- Что сделать -
Напишите продолжение текста о пушкинских торжествах 1880 года, начав сразу после его последнего предложения.

╭─ Исходный текст

Каждое пушкинское празднование в нашей истории имело свой особый стиль и свое содержание — соответственно стилю и содержанию эпохи. Открытие опекушинского памятника в Москве в 1880 году, положившее начало традиции пушкинских дней, обернулось важнейшим событием для русской общественной мысли и для русской литературы — прежде всего благодаря речи Достоевского. К ней по-разному можно относиться — как к откровению о значении Пушкина для России или как к «агрессии идеологической» (А. Битов), но важно вспомнить, какое действие имела она тогда, в непосредственном ходе общественной и литературной жизни. Присутствовавший при всем Н. Н. Страхов описал впоследствии торжества с их содержательной стороны, описал, как он выразился, «внутренний ход той драмы» [2] , которая на них разыгралась, — идейной драмы самого высокого накала, в которой имя Пушкина сопрягалось с исторической судьбой России. Описание Страхова позволяет почувствовать, что пушкинский праздник 1880 года был исполнен для его участников животрепещущего смысла, что происходившее переживалось ими как событие поистине историческое и одновременно личное. Как сформулировал позже Борис Зайцев, «будто русские просвещенные люди того времени ощутили, что созрел Пушкин для духовного представительства России» [3] . Произнесенные в те дни речи И. С. Тургенева, Ф. М. Достоевского, И. С. Аксакова, А. Н. Островского, при всем различии позиций, объединялись двумя свойствами — силой и насущностью мысли и реальной духовной связью с Пушкиным.

╰─
╭─ Показанные данные

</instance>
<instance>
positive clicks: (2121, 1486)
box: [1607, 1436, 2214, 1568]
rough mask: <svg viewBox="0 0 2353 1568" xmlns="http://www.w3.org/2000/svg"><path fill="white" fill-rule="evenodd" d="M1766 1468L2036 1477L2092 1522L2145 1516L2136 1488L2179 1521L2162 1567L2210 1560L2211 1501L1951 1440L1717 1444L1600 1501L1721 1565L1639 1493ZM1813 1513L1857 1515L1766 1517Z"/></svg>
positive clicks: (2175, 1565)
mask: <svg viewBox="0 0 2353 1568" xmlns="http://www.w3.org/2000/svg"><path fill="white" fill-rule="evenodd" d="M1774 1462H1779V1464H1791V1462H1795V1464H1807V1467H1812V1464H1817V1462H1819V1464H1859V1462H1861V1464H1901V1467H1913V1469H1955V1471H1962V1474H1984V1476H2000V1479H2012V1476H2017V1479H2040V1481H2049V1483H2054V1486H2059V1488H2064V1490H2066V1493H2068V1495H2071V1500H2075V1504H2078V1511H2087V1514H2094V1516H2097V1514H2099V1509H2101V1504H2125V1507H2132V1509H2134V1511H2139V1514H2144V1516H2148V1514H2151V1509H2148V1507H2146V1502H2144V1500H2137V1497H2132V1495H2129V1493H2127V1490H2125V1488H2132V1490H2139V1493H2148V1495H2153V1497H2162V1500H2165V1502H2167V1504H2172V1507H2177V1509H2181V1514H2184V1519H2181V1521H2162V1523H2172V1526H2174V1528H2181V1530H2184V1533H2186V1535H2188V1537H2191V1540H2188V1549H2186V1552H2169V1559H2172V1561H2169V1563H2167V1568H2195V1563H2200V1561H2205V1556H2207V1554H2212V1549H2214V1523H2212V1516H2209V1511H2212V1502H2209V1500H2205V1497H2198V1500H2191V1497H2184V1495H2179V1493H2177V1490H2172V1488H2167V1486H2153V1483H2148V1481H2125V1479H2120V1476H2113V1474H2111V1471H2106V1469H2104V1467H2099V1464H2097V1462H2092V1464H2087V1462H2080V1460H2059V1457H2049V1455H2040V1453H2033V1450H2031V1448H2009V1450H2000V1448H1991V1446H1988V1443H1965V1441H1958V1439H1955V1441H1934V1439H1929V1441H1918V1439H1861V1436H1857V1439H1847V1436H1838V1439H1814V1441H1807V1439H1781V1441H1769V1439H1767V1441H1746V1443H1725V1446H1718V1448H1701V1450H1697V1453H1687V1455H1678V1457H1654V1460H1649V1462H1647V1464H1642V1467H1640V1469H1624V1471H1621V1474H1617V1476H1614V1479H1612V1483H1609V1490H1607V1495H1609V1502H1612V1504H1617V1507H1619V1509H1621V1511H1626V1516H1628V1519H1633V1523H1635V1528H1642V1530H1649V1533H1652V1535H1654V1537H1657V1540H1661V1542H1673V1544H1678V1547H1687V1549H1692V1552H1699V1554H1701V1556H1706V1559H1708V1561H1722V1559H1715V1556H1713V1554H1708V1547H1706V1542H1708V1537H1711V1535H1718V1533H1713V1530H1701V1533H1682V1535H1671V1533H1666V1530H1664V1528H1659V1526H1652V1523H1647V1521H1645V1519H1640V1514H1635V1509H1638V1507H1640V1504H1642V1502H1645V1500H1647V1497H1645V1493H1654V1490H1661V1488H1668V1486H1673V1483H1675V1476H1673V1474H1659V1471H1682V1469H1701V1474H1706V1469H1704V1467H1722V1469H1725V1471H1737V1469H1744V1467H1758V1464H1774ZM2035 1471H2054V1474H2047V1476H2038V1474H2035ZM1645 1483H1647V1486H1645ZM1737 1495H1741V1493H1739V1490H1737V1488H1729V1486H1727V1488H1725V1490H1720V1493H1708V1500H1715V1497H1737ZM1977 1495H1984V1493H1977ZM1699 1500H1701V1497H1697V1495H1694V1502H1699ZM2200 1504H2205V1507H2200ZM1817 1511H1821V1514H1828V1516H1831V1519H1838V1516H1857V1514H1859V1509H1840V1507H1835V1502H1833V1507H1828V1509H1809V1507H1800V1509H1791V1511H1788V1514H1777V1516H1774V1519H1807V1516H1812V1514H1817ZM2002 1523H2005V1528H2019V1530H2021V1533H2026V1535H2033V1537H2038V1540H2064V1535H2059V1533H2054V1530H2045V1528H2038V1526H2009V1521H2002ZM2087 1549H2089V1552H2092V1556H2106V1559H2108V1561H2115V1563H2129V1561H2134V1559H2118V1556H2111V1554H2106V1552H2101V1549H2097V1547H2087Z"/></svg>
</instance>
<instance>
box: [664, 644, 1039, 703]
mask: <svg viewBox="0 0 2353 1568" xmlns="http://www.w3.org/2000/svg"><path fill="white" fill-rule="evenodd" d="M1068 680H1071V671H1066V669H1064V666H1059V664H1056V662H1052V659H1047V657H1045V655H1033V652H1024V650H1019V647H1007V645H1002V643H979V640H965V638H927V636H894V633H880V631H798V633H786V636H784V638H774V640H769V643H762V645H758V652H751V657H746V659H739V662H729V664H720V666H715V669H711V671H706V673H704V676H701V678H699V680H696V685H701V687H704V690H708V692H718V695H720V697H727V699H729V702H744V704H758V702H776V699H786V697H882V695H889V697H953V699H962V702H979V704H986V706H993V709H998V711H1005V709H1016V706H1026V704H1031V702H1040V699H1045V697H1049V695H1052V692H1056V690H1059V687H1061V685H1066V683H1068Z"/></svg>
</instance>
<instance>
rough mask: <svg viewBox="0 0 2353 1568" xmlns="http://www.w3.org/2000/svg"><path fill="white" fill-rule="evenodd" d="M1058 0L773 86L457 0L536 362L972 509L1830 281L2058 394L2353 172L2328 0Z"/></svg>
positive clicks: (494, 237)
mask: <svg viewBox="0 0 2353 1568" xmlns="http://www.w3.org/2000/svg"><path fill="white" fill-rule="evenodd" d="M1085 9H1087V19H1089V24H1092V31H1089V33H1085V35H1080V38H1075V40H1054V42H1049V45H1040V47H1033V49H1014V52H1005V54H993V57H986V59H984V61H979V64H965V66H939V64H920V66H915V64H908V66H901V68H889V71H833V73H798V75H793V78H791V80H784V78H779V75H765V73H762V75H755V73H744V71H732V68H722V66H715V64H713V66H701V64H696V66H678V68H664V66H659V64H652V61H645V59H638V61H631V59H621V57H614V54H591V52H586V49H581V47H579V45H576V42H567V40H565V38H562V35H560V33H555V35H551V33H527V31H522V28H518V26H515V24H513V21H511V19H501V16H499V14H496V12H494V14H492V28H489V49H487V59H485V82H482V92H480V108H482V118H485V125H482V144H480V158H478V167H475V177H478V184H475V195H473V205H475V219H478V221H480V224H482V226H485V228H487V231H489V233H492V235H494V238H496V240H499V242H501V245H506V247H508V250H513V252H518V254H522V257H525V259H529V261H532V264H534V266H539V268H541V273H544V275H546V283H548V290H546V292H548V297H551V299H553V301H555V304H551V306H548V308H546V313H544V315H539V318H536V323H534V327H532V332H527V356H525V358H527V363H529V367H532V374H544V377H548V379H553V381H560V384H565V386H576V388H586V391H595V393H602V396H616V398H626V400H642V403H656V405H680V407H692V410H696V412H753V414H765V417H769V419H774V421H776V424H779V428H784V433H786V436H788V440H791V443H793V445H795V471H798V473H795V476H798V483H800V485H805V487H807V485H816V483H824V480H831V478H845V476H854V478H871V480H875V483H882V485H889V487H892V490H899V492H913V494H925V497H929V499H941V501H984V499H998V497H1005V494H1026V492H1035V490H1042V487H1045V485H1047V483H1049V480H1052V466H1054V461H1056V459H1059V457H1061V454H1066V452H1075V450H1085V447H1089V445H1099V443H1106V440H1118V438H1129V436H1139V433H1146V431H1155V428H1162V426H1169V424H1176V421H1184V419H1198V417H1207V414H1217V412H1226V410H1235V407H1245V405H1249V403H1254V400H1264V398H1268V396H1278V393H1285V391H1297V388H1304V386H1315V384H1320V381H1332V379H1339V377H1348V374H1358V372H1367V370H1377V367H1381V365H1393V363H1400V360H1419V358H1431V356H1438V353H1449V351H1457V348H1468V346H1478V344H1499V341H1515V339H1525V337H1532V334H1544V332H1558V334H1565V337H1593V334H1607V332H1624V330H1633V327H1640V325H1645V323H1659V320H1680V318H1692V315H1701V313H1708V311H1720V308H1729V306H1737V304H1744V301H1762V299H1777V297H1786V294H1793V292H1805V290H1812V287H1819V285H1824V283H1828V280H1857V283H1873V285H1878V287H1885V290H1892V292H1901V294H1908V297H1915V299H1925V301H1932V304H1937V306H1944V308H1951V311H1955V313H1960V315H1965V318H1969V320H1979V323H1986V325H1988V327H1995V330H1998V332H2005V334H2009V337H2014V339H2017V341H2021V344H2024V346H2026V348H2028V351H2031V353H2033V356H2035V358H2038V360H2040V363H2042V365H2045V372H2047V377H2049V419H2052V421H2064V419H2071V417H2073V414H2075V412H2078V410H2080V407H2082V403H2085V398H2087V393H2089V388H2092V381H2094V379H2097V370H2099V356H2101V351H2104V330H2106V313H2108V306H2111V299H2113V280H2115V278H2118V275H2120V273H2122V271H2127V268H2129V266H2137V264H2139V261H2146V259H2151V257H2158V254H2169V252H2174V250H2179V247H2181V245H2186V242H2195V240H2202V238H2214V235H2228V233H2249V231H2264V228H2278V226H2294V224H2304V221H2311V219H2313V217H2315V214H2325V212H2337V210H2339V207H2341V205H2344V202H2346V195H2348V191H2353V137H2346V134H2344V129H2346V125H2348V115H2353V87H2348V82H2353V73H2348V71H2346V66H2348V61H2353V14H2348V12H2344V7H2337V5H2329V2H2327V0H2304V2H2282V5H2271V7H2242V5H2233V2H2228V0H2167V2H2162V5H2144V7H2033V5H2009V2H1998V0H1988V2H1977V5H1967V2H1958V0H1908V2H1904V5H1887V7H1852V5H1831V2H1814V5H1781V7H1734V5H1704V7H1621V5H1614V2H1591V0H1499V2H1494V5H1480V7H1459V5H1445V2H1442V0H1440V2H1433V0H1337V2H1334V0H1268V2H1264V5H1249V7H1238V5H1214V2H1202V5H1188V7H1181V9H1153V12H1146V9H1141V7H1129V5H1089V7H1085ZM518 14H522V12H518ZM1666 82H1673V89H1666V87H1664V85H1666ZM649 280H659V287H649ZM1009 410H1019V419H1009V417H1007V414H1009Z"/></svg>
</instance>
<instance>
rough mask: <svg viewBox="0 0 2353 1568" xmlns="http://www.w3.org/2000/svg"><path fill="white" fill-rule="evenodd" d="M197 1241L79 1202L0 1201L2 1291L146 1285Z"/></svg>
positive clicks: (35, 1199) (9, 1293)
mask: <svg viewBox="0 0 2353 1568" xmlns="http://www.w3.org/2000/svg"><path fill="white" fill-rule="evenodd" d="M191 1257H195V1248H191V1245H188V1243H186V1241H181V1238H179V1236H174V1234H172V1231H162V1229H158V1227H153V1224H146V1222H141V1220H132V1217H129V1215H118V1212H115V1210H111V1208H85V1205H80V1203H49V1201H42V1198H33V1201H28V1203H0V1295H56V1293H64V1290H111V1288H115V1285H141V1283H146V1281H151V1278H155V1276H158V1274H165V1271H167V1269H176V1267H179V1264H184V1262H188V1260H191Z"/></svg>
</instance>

╰─

- Ожидаемый ответ -
2
Страхов Н. Н. Литературная критика. М., 1984, стр. 168.
3
Зайцев Б. Памятник Пушкину. — В кн.: «Пушкин в эмиграции. 1937». М., 1999, стр. 271.
Вот этой-то реальной духовной связи и вообще какой бы то ни было содержательности не наблюдалось в процессе нынешнего юбилея. То, что происходило в Москве 5 июня 1999 года, во время ударных мероприятий у опекушинского памятника, воспринимается как печальная пародия событий 1880-го. «Уважаемые москвичи!» — обращался мэр с трибуны для почетных гостей. Обращался неизвестно к кому, поскольку улицы, прилежащие к памятнику, были перекрыты и потому пустынны, а «народная тропа» изображалась ковровой дорожкой через Тверскую, по которой шествовали мэр с премьером, чтобы «возложить цветы» руками курсантов, замедленно чеканящих шаг. Гремели оркестры и пели хоры, и все-таки это действо сильно напоминало возложение венков к Мавзолею или к могиле Неизвестного солдата и уж во всяком случае не имело отношения к Пушкину (не случайно и дату его рождения диктор провозгласил на всю страну с ошибкой). Русская литература была представлена поэтом Владимиром Костровым — комментировать его выступление, как и другие официальные речи, не хочется. Достоевского с Тургеневым не было. Камера то и дело наезжала на памятник и давала вид сверху. Боюсь, что сверху Пушкину все это было видно в истинном свете; впрочем, и «грозных часовых», и кое-что еще он предсказал незадолго до смерти: «И, чтоб не потеснить гуляющих господ, пускать не велено сюда простой народ…»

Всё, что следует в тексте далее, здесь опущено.